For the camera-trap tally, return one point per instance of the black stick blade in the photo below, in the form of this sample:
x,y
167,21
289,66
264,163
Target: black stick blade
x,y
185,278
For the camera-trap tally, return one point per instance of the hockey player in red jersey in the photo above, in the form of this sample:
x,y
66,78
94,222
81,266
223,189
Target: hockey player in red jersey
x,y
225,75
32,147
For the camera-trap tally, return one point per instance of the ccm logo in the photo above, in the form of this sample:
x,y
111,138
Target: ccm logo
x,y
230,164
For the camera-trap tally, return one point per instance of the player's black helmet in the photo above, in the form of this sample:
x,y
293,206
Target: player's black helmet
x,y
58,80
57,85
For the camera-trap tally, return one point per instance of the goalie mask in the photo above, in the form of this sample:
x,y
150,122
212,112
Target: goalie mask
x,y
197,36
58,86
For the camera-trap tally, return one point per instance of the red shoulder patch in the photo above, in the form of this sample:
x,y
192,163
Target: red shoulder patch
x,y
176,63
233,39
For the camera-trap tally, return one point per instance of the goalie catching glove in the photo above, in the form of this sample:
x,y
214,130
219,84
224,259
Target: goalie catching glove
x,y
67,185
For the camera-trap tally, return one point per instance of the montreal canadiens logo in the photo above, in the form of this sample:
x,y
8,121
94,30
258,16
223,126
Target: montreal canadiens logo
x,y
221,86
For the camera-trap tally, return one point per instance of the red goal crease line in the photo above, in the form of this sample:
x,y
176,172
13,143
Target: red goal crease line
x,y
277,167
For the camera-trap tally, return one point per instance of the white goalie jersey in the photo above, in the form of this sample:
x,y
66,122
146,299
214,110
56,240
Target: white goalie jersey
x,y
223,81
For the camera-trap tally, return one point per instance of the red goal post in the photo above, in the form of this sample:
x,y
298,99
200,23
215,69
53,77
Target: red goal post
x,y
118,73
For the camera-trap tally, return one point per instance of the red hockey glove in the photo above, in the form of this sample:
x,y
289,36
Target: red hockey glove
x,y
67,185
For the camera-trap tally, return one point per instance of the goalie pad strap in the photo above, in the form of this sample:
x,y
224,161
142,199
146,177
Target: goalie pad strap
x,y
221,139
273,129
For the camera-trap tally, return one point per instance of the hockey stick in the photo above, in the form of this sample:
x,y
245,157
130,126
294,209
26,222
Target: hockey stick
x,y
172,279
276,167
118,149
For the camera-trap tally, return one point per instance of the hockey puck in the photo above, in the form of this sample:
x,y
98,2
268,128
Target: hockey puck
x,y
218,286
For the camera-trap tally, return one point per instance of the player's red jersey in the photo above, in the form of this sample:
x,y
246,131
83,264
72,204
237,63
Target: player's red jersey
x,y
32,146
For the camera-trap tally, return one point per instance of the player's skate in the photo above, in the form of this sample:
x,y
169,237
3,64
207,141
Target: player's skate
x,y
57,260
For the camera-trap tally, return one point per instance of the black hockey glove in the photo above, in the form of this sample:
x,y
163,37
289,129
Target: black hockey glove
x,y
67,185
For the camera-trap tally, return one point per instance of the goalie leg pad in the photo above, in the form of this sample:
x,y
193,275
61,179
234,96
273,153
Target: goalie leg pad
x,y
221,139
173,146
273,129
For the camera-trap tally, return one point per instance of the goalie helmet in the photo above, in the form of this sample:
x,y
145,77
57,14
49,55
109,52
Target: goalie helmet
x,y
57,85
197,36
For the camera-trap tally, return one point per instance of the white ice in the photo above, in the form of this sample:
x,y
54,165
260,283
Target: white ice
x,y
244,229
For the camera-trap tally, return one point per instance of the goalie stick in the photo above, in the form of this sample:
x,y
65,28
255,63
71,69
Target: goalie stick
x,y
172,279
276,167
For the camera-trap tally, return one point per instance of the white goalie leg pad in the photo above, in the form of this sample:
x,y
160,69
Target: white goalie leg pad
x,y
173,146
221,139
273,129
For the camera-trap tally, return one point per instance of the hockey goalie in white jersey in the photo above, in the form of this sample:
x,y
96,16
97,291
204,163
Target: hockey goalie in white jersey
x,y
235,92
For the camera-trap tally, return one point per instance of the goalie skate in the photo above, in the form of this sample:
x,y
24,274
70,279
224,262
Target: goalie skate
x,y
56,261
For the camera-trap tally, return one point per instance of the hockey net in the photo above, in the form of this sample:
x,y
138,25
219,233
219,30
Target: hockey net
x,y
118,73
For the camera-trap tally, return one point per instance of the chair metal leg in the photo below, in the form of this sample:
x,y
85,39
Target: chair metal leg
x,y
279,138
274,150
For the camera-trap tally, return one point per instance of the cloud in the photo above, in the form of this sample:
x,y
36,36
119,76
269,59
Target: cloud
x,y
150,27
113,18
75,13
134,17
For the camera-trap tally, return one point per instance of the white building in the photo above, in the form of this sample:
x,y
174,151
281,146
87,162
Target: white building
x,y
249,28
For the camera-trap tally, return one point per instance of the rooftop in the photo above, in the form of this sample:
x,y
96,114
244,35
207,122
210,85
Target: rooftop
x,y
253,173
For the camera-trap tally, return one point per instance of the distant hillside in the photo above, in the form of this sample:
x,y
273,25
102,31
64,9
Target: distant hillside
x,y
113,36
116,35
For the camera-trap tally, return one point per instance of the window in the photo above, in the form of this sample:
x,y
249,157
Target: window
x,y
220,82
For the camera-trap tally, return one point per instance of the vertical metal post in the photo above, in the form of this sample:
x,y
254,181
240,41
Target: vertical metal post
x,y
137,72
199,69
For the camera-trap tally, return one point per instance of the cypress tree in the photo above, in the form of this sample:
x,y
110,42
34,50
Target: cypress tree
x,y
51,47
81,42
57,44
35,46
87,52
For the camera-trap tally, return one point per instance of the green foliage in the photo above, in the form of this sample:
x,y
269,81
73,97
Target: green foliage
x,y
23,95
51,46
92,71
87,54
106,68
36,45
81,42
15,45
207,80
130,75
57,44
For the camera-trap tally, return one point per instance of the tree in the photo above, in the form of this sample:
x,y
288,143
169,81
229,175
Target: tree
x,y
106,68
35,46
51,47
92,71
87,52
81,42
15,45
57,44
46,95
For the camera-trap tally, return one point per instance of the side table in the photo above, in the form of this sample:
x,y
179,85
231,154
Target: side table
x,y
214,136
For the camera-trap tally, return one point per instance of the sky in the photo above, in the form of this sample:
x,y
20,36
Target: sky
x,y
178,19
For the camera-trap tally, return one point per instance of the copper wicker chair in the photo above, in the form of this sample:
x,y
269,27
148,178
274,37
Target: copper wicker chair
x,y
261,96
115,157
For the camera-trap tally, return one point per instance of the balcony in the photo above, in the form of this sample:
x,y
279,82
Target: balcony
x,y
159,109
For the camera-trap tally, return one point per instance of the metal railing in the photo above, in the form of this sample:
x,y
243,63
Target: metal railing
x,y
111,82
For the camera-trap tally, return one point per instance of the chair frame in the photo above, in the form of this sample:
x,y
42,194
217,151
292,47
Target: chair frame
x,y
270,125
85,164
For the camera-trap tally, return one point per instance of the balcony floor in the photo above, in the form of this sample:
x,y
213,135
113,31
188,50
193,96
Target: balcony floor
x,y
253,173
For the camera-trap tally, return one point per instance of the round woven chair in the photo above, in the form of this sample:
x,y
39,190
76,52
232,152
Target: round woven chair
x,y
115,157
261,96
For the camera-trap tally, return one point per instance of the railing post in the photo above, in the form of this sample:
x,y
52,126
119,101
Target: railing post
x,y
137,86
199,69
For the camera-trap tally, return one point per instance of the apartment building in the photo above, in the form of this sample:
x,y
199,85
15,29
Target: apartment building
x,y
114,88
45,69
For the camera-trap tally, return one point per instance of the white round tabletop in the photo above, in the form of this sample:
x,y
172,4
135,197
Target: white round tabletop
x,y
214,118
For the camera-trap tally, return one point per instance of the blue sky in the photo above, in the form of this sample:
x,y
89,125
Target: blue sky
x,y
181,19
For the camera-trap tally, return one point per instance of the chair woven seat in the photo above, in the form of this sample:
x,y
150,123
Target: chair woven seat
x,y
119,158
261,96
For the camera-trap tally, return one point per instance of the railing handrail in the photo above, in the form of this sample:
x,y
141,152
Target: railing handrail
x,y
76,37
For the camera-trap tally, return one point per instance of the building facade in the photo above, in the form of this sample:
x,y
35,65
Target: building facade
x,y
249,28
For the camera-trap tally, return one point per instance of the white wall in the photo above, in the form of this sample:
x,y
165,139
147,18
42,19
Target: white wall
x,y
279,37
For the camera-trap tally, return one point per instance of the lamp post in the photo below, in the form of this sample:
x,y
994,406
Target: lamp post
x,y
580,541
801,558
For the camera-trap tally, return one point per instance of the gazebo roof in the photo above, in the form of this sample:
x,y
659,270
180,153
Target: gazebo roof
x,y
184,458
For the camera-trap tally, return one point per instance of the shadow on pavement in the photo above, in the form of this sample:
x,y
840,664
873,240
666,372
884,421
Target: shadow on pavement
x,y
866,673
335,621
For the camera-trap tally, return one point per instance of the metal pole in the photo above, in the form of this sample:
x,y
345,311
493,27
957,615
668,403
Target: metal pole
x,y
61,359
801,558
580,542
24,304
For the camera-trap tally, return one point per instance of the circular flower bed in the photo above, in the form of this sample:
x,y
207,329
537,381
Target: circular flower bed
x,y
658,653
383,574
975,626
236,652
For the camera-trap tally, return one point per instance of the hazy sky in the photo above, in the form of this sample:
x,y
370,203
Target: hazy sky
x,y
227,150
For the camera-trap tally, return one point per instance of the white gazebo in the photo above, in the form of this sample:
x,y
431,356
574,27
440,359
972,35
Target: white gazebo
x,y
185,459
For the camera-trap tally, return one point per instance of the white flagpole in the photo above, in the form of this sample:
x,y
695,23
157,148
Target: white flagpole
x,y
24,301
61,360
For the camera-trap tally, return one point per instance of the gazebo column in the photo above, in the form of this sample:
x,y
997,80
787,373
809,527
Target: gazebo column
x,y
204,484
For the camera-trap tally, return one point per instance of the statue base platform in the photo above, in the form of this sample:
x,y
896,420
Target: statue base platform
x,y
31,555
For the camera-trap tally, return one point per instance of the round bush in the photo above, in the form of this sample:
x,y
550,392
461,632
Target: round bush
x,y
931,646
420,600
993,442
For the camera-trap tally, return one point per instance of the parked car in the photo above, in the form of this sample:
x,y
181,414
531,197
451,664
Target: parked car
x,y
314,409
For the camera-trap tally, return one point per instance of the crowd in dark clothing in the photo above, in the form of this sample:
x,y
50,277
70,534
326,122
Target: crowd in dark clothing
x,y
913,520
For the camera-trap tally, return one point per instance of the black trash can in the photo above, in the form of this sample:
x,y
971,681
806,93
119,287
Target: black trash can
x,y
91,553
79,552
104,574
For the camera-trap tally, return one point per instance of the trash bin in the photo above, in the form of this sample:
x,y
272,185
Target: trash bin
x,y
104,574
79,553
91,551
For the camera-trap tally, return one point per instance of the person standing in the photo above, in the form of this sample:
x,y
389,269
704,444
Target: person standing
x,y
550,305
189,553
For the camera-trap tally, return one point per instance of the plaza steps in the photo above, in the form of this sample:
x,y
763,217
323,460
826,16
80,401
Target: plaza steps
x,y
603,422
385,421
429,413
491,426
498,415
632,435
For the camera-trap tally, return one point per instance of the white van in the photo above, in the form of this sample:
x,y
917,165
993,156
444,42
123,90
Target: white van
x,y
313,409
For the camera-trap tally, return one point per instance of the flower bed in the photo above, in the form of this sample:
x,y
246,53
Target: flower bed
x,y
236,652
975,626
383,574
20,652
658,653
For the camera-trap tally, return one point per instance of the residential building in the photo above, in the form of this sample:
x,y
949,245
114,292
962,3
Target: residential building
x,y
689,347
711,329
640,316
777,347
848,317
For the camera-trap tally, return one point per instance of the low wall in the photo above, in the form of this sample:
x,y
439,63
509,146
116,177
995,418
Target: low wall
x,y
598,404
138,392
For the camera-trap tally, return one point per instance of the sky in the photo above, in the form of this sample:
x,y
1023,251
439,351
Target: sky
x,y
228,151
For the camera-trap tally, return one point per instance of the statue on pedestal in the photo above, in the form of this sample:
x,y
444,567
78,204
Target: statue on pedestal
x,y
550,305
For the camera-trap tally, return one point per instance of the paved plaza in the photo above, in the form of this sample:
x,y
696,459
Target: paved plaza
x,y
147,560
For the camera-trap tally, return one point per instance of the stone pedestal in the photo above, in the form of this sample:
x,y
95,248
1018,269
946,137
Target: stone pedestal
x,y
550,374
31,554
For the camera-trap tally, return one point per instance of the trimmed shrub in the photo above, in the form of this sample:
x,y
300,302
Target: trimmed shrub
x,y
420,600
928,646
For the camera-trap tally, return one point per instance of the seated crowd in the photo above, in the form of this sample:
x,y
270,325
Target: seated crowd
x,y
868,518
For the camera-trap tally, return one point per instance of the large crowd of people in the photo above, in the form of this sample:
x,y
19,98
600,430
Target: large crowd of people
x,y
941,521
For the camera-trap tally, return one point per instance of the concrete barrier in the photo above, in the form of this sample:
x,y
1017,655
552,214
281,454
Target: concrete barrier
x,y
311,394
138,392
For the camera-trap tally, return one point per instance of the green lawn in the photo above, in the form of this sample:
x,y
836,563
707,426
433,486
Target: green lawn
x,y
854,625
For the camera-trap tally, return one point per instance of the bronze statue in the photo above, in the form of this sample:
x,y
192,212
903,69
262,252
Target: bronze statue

Set problem: Repeat the line containing "of the large" and all subsequent lines through the final line of the data, exactly and with no others.

Expected answer:
For the camera-trap tally, return one point per instance of the large crowd of people in the photo above, in the form of this sample:
x,y
19,98
600,430
Target: large crowd of people
x,y
941,521
For the camera-trap tally, return one point per instance of the concrete barrier in the photo above, in the form of this sample:
x,y
1017,655
552,214
281,454
Target: concrete barrier
x,y
311,394
138,392
For the camera-trap tally, return one point per instance of the green lawn in the photo above, in the form of this sample:
x,y
836,563
707,426
433,486
Target: green lawn
x,y
854,625
For the camera-trap tally, return one point per instance of the bronze statue in the photo above, in the form of this sample:
x,y
192,212
903,69
262,252
Target: bronze statue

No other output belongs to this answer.